▸ **Extract to read**
Posts Tagged ‘Patrick George Zaki’

NGOs protest sentencing of human rights defender Patrick George Zaki – with success

July 19, 2023

A large group of civil society organizations, condemn the three-year prison sentence handed down to human rights researcher at the Egyptian Initiative for Personal Rights (EIPR) and academic Patrick George Zaki for his writings highlighting the hardship and discrimination faced by Coptic Christians in Egypt, such as himself.

On July 18, 2023, following a trial rife with due process violations, an Egyptian emergency state security court handed down a three-year prison sentence to Patrick on trumped up charges of spreading false news. Patrick, who was a graduate student at the University of Bologna at the time, was arrested by Egyptian authorities on February 7, 2020, while at the Cairo Airport during a visit home to see his family. In custody, he was held incommunicado for a 24-hour period; he was beaten, stripped, electrocuted, verbally abused, and threatened. He was initially accused of joining a terrorist organization and spreading false news. In September 2021, lawyers learned that he had been referred to emergency state security court on false news charges for a 2019 article that he authored for independent digital media outlet Daraj on his experience as a Coptic Christian religious minority, titled, “Displacement, Killing & Harassment: A Week in the Diaries of Egypt’s Copts.” On December 7, 2021, following 22 months behind bars, he was ordered released from detention pending trial, and placed on travel ban. His trial continued until the July 2023 verdict, following which he was taken back into custody today.

Verdicts handed down by an emergency court are not subject to legal appeal, only to ratification by the President. The President also has the authority to commute the sentence or to quash the verdict. Furthermore, under Circular No. 10 of 2017 governing emergency state security courts, “If the accused is brought to trial while not in custody and sentenced to a prison penalty, he must be released immediately without executing the penalty pending the decision of the ratifying authority.” Per this provision, Patrick must legally be free while the President considers ratification; for Egyptian authorities to have taken him into custody constitutes a clear violation of this circular.

▸ **Exercises to complete**
1. Reproduce the passage of the Zaki sentencing post from "Verdicts handed down" up to and including "of this circular.".
2. Answer these questions from the Zaki sentencing post:
(a) On what date was Patrick George Zaki arrested at the Cairo Airport?
(b) Which media outlet published his 2019 article?
(c) Who has the authority to commute the sentence of an emergency court?
The lines after this point come from a separate source.

▸ **Material shown**

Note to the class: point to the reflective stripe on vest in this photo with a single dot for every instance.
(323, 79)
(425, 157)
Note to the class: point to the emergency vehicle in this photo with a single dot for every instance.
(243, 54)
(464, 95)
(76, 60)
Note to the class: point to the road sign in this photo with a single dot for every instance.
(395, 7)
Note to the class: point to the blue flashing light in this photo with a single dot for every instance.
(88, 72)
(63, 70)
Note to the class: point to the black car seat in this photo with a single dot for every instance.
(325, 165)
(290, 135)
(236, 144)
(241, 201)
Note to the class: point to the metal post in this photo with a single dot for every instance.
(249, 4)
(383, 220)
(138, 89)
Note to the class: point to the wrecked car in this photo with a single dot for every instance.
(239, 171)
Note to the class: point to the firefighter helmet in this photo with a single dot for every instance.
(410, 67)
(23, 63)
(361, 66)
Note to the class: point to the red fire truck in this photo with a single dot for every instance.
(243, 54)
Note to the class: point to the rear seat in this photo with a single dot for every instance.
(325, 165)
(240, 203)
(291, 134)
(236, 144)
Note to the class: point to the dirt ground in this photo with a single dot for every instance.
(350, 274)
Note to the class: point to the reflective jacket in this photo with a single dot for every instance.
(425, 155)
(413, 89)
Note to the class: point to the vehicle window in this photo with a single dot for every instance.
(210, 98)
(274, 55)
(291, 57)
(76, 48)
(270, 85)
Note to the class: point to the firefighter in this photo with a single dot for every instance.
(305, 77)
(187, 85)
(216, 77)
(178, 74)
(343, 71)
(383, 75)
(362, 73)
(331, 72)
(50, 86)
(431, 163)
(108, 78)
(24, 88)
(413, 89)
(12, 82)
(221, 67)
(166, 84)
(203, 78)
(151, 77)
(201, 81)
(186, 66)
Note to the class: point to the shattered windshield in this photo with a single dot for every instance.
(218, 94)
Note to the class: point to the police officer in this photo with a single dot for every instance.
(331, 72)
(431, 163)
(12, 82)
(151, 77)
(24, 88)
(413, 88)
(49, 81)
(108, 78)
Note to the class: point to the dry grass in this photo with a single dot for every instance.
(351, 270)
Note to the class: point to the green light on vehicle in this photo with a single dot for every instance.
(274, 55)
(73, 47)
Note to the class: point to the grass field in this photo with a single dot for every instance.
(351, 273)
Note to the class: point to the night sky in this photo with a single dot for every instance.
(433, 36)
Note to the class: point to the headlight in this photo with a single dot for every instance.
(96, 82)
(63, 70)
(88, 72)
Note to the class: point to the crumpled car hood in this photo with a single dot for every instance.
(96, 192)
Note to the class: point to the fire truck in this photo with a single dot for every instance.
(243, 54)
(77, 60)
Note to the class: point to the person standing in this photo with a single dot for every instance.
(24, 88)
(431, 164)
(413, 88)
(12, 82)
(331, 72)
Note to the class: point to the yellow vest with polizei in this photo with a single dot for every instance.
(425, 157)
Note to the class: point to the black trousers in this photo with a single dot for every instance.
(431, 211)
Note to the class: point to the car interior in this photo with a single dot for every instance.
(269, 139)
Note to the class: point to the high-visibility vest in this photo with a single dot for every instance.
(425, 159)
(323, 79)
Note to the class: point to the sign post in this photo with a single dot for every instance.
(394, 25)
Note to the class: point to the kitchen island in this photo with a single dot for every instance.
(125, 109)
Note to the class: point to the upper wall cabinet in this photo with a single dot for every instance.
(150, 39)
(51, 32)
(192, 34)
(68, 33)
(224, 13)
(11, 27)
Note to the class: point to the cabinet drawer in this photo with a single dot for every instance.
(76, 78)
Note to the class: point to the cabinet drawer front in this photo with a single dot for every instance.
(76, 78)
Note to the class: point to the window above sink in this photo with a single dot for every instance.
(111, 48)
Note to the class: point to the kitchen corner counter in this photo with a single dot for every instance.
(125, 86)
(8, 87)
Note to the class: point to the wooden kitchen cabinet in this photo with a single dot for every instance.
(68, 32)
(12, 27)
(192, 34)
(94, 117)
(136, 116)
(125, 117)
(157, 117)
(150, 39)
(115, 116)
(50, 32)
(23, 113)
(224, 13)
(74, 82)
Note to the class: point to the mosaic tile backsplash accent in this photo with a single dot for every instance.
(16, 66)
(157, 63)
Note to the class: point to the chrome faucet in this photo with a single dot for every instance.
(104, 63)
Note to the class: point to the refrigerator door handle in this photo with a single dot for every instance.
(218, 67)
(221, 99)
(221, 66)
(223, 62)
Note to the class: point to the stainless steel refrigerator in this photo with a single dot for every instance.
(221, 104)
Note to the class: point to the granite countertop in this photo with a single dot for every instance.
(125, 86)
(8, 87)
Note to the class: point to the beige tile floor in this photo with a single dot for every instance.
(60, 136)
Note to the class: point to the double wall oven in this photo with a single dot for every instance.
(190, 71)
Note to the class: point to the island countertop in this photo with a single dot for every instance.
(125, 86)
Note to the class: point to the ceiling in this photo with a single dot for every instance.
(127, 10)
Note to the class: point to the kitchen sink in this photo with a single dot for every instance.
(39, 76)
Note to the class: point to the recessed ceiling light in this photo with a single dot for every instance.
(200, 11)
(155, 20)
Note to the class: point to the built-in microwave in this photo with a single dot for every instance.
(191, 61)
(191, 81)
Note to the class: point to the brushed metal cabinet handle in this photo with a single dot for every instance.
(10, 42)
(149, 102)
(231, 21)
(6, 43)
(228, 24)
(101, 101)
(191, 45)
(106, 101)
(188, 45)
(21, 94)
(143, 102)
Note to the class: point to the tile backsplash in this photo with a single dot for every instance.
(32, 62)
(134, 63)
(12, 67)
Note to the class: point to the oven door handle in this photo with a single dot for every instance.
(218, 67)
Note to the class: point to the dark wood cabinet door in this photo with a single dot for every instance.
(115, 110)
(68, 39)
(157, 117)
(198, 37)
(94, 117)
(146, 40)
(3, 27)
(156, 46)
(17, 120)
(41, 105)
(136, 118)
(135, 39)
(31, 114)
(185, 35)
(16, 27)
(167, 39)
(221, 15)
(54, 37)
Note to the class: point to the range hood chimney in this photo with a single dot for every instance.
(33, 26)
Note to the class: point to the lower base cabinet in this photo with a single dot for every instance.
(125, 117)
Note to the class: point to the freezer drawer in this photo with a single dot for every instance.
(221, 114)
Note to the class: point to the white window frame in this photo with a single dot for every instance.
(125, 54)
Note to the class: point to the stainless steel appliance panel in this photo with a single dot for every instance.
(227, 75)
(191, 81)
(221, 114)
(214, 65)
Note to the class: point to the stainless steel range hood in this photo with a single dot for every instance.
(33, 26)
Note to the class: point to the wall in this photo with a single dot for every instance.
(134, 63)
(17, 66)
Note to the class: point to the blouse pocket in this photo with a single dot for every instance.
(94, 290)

▸ **Answers in order**
1.
Verdicts handed down by an emergency court are not subject to legal appeal, only to ratification by the President. The President also has the authority to commute the sentence or to quash the verdict. Furthermore, under Circular No. 10 of 2017 governing emergency state security courts, “If the accused is brought to trial while not in custody and sentenced to a prison penalty, he must be released immediately without executing the penalty pending the decision of the ratifying authority.” Per this provision, Patrick must legally be free while the President considers ratification; for Egyptian authorities to have taken him into custody constitutes a clear violation of this circular.

2.
(a) February 7, 2020
(b) Daraj
(c) The President